- AIM OF THE TASK -
Duplicate word for word the stretch of the forum thread about the D14's crackling noise from "## Paul - iBasso" through "176 and 192khz.".

- READING PASSAGE -
+ + +

If that's the case, return it man. Hope the next one works out fine


----------



## ph0n6

BTW does it uses battery when I plug into the Computer with the charge switch off?


----------



## Cotnijoe

ph0n6 said:


> BTW does it uses battery when I plug into the Computer with the charge switch off?


 
  
 yup


----------



## Paul - iBasso

tomclancy said:


> Hi everyone
> I recently bought a D14 and got it yesterday. I've been playing with it on different operating systems but I always have the same problem, a noise/crackling sound that is always there on background.
> I tried it on Windows 10 with the official drivers with both Spotify and Foobar. Then I tried on Android 5 with Spotify and Neutron. Then I tried on Ubuntu with Spotify again and Foobnix. Every time with MP3s a 320kbps and FLAC 24bit 96, 176 and 192khz.
> Depending on the combination some operating systems and songs make the crackling more hearable but it's always there anyway.
> ...


 

 I am sorry for the problems you are experienced. It sounds like you have tried a different USB and have ruled out all other variables. If this is the case I would suggest that you ask for a replacement. Can you do a download of the driver and try a reinstall from our website?


----------



## tomclancy

paul - ibasso said:


> I am sorry for the problems you are experienced. It sounds like you have tried a different USB and have ruled out all other variables. If this is the case I would suggest that you ask for a replacement. Can you do a download of the driver and try a reinstall from our website?

+ + +

- RECORDED DATA -
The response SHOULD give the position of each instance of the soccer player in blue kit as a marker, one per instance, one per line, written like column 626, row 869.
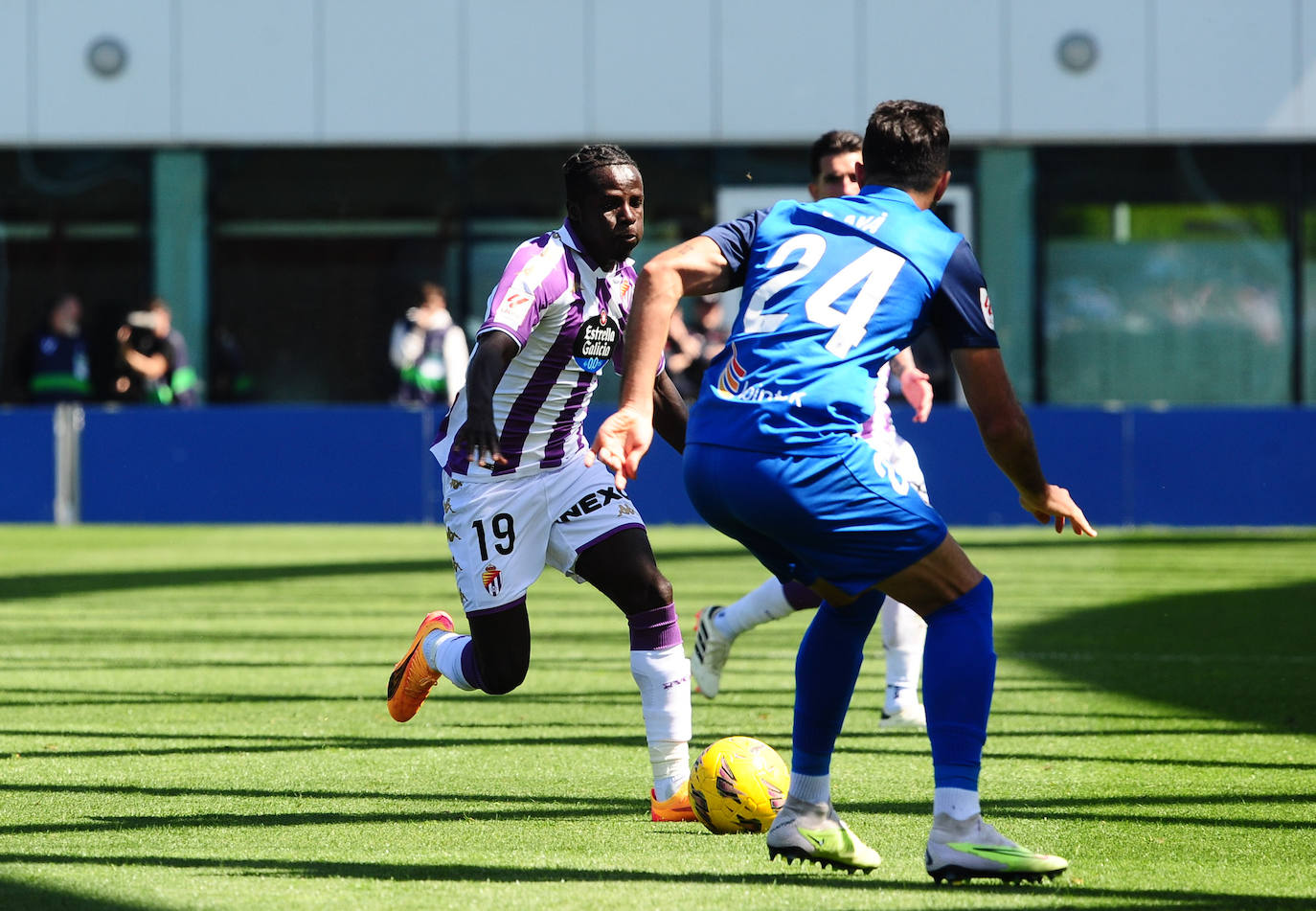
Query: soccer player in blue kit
column 832, row 290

+ + +

- WORKED ANSWER -
## Paul - iBasso

tomclancy said:


> Hi everyone
> I recently bought a D14 and got it yesterday. I've been playing with it on different operating systems but I always have the same problem, a noise/crackling sound that is always there on background.
> I tried it on Windows 10 with the official drivers with both Spotify and Foobar. Then I tried on Android 5 with Spotify and Neutron. Then I tried on Ubuntu with Spotify again and Foobnix. Every time with MP3s a 320kbps and FLAC 24bit 96, 176 and 192khz.